Given a real polynomial p(x), show that p(λ) is an eigenvalue of p(A)

Question

Consider $A ∈ \mathbb{R}^{n×n}$, and suppose that λ is an eigenvalue of A.

Given a real polynomial p(x), show that p(λ) is an eigenvalue of p(A)

I'm confused. This was all the question told me. Was I not given enough information? How do I approach this? I was thinking you could show the expansion of a real polynomial and plug A in like this $c_kA^k$+$c_{k-1}A^{k-1}+...c_0I_n$ and then doing the same with the eigenvalue but I don't know how to finish?

DATA LISTING »
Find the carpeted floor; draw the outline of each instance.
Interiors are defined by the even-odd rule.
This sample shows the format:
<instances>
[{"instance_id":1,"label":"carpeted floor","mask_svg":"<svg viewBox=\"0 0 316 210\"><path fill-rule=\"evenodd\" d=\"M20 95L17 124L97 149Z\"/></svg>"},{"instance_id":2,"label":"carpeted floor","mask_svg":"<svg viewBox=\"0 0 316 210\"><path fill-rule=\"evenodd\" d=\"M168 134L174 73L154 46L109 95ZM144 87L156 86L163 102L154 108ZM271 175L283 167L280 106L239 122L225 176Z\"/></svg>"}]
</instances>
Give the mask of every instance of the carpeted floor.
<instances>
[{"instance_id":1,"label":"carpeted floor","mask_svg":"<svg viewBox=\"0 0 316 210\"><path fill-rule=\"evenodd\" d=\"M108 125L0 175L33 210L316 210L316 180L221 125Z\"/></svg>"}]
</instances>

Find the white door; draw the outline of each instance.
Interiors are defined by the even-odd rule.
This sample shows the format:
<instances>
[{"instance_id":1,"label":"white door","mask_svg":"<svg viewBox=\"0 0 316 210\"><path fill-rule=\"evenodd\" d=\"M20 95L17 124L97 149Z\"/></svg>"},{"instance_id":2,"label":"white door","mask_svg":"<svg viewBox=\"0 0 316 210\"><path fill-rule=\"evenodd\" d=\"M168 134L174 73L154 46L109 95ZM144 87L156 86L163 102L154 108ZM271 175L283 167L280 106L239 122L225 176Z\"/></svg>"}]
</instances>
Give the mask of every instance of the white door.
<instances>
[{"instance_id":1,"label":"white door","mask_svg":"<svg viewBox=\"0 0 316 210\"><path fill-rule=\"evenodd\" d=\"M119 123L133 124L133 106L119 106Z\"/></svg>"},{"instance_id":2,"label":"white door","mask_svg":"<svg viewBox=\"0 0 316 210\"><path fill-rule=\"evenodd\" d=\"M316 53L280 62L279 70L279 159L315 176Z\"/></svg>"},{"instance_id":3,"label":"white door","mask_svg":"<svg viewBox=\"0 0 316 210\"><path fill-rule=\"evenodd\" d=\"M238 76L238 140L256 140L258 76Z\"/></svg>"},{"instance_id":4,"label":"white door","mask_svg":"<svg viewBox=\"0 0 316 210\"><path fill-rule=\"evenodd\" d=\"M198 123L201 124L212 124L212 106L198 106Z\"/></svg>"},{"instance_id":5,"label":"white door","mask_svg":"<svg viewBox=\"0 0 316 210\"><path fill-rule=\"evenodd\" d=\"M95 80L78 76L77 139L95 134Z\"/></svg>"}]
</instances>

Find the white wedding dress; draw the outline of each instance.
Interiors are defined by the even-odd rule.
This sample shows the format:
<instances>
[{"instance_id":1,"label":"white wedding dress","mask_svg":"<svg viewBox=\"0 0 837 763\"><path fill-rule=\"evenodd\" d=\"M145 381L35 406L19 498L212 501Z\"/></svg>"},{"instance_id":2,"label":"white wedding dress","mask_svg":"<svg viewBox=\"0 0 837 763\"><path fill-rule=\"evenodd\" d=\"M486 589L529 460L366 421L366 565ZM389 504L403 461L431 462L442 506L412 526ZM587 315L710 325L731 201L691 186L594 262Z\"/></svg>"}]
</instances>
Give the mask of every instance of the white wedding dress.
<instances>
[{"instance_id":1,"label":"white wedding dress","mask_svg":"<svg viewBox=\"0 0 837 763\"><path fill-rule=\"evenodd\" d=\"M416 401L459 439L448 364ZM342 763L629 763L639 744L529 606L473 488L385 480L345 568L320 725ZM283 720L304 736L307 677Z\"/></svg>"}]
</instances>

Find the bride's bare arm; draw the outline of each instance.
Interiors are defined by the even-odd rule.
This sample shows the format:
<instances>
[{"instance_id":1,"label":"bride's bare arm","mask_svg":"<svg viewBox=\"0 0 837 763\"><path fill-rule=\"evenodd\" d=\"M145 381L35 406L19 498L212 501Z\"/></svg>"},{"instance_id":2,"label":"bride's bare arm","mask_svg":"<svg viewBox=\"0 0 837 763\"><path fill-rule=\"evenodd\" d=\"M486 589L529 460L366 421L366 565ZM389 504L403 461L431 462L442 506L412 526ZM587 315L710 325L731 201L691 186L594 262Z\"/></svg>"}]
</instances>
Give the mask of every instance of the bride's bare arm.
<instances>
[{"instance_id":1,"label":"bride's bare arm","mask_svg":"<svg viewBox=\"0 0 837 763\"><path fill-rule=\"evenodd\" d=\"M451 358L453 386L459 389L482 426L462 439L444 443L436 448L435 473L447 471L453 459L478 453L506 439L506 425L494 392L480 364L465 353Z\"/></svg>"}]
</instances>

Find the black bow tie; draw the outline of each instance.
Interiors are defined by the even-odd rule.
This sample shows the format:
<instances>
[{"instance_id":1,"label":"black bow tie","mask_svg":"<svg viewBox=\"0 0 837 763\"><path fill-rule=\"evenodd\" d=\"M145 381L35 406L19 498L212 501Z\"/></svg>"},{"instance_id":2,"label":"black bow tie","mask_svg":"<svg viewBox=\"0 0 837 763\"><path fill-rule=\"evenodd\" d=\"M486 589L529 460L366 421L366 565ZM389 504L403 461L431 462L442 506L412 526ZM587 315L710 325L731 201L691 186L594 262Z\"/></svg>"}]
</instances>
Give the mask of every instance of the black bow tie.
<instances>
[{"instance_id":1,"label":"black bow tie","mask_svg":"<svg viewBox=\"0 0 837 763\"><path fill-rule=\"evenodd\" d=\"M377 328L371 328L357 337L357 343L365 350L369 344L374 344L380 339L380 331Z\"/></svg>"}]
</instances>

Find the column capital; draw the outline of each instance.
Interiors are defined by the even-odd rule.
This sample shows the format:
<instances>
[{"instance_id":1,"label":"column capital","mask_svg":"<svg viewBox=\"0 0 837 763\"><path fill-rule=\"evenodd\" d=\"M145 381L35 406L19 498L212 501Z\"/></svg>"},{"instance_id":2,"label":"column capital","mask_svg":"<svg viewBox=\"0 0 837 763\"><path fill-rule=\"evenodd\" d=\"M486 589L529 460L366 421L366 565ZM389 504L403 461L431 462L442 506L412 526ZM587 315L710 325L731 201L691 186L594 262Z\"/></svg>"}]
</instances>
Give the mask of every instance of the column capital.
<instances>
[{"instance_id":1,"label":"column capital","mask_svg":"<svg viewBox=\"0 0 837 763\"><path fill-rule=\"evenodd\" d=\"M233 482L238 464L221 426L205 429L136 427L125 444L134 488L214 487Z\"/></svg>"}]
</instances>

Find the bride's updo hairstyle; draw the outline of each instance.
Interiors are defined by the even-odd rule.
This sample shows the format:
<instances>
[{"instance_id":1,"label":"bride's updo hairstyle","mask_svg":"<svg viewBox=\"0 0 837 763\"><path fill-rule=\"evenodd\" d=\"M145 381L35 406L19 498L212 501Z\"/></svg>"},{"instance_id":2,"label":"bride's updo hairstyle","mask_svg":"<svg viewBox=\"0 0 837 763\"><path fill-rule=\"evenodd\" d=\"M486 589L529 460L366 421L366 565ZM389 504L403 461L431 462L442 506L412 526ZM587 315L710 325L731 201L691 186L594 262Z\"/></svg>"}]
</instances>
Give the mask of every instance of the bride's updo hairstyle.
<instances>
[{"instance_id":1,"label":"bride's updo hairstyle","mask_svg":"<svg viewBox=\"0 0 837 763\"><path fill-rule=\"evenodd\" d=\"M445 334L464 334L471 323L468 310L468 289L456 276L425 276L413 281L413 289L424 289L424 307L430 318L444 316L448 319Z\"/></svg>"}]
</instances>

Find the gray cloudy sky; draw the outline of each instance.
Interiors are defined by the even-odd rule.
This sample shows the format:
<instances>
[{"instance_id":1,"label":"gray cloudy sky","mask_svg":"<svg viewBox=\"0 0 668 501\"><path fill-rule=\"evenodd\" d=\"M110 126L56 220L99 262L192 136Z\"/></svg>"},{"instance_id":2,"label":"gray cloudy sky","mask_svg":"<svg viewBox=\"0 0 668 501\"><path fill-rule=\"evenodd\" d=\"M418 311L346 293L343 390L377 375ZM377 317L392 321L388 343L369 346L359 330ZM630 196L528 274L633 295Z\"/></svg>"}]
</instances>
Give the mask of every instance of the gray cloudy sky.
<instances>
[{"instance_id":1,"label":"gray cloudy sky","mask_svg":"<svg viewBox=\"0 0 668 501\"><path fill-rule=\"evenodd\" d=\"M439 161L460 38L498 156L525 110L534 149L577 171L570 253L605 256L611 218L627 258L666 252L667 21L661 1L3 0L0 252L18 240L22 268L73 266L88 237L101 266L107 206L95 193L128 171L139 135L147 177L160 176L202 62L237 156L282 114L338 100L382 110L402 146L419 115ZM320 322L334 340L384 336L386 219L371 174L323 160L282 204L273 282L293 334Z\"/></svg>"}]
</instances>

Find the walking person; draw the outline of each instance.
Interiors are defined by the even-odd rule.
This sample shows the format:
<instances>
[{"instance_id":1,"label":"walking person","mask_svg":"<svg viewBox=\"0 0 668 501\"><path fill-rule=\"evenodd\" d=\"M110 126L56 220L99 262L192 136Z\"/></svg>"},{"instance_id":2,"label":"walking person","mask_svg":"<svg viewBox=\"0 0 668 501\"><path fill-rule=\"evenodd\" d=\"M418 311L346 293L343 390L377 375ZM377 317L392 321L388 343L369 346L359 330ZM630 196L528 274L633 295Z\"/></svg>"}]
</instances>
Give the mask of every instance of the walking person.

SET EXERCISE A » From the eigenvalue post, reproduce the part that opens with the words containing "I'm confused. This" and closes with "how to finish?".
SET EXERCISE B » In the eigenvalue post, list every term the poster writes out explicitly in the expansion of p(A).

CORRECT ANSWER A »
I'm confused. This was all the question told me. Was I not given enough information? How do I approach this? I was thinking you could show the expansion of a real polynomial and plug A in like this $c_kA^k$+$c_{k-1}A^{k-1}+...c_0I_n$ and then doing the same with the eigenvalue but I don't know how to finish?

CORRECT ANSWER B »
- c_kA^k
- c_{k-1}A^{k-1}
- c_0I_n